Selected passage.
In this post, we’re going to show you how to build a competitive intelligence team from your existing team members, and we’ll discuss when a great understanding of the competitive landscape can represent an unfair competitive advantage for marketing teams, sales reps, and product teams.

What is a Competitive Intelligence Team? 

A competitive intelligence (CI) team is a dedicated group of professionals that gathers, tracks, and analyzes data about a brand’s major competitors. This includes direct and indirect competitors.

Competitive intelligence sounds intimidating and time-consuming (and without the right processes and tools, it definitely can be). As a result, many brands often end up working with a third-party competitive intelligence agency that specializes in analytics, utilizing advanced CI software to give you actionable insights. We’re going to talk more about the pros and cons of that in just a minute.

For many brands, it’s often a better choice to create a competitive intelligence team internally. Your CI program can be made up of different team members that already work for you and know your brand inside and out. And that’s what we’re going to look at in this post. 

When Do You Need a Competitive Intelligence Team? 

Everyone needs strong competitor research and a solid understanding of what’s happening in your industry on day one. You should have some form of competitive intelligence in play from the first day.

That being said, most brands are going to need a dedicated CI team on either of the following, based on the competitiveness of the space:

  • Once you reach 100 employees
  • When the sales team reports a significant amount of lost deals due to competitors 

Once your business grows to a certain size or you start seeing sales being lost to competition, it’s a sign that your business has grown extensive enough that CI is needed to keep your edge on the market. 

The Pros & Cons of Using a Third-Party Competitive Intelligence Team 

A few big agencies offer competitive intelligence, and there are some advantages to working with them. 

They bring the data to you. You don’t need to worry about hiring or training people yourself; you just find a single agency, and they use their own trained team and specialized software to bring data to you.

The downside is that the costs can be almost astronomical. For a lot of small and medium businesses, and definitely for startups, the costs can put the services far out of reach. 

You also aren’t obtaining the knowledge yourself. It takes a significant amount of time to work with the agencies to get them the data they need to really understand your business, especially since no one knows your brand or your market better than your own team.

And the reality is that no one will ever be as deeply invested as your own team is. That’s a powerful motivating factor that you can’t recreate, especially since there’s nothing stopping these agencies from working with multiple clients in the same exact vertical. You could be getting the same data as a direct competitor, which limits the value of the insights you’re getting. 

How to Build Your Own Competitive Intelligence Team 

If you don’t want to hire an agency (and we’d actually recommend against it when possible), determining how to build your own competitive intelligence team is the way to go. Let’s take a look at how you can build a CI team with your own team members.

Recorded information.
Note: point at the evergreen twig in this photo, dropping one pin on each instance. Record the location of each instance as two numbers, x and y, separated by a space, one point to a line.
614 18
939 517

What you need to do.
Decide whether each statement below agrees with the passage on competitive intelligence teams, answering yes or no and quoting the words of the passage that settle it. 1. Most brands will need a dedicated CI team once they reach 100 employees. 2. Third-party CI agencies are usually affordable for startups. 3. A CI team tracks only a brand's direct competitors.

Reply to the task.
1. Yes: "Once you reach 100 employees"
2. No: "For a lot of small and medium businesses, and definitely for startups, the costs can put the services far out of reach."
3. No: "This includes direct and indirect competitors."